[TASK] Check each line of the material below for the string "black", then report how many lines have it, and nothing else.

- - - - - - -

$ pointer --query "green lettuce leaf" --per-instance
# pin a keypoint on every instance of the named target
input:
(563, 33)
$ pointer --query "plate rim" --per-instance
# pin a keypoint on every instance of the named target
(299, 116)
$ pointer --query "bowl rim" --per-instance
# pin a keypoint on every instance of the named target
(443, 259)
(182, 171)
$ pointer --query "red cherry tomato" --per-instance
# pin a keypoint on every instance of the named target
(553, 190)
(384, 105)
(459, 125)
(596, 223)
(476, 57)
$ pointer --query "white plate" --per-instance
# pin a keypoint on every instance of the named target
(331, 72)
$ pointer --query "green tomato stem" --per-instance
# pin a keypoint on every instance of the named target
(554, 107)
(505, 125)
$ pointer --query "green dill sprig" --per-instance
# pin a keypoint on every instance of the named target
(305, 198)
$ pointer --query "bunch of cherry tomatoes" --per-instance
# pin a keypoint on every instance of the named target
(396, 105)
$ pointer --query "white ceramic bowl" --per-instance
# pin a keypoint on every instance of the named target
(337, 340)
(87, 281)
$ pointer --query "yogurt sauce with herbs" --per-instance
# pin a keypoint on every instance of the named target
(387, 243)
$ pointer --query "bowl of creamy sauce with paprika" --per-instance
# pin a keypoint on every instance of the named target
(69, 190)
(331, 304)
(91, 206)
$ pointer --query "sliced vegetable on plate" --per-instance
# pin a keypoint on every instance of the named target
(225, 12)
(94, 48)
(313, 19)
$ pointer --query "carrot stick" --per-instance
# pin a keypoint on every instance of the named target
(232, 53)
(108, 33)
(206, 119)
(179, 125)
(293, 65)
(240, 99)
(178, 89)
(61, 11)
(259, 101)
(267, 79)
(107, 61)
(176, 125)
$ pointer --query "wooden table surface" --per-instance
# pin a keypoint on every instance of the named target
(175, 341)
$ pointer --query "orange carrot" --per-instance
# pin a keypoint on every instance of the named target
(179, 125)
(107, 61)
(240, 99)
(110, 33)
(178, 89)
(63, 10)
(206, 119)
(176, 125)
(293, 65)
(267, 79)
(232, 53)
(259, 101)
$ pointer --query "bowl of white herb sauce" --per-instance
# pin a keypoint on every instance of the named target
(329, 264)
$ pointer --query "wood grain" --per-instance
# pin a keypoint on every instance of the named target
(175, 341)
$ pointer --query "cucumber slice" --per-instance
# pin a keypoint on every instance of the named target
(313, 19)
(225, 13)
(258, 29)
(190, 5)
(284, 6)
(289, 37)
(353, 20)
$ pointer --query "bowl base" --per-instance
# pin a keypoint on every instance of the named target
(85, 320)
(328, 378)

- - - - - - -

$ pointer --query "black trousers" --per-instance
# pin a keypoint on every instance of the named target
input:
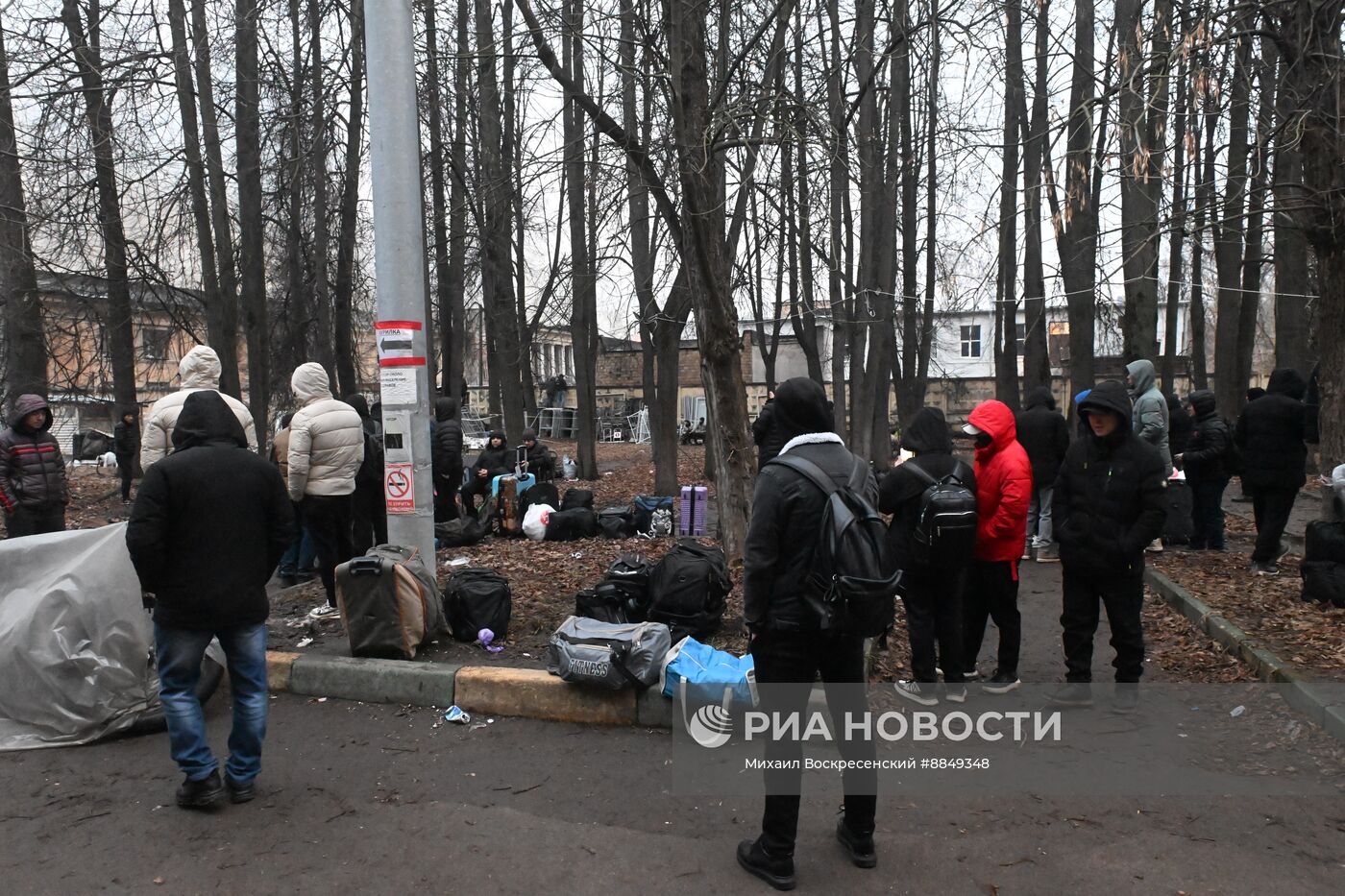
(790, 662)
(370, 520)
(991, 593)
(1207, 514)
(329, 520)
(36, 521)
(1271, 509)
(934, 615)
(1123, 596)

- - - - - - -

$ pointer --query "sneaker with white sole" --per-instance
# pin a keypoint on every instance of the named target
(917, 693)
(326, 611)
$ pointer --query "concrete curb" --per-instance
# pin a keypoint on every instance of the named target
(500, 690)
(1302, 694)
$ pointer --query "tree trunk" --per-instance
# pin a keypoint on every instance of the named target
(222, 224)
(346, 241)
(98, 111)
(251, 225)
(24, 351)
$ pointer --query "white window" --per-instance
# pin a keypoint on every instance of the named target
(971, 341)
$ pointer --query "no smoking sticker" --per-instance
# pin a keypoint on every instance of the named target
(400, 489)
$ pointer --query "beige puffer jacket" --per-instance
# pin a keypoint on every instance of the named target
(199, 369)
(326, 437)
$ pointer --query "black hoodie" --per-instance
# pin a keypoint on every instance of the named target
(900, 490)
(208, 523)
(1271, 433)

- - - - - - -

[EXERCISE RESPONSE] 2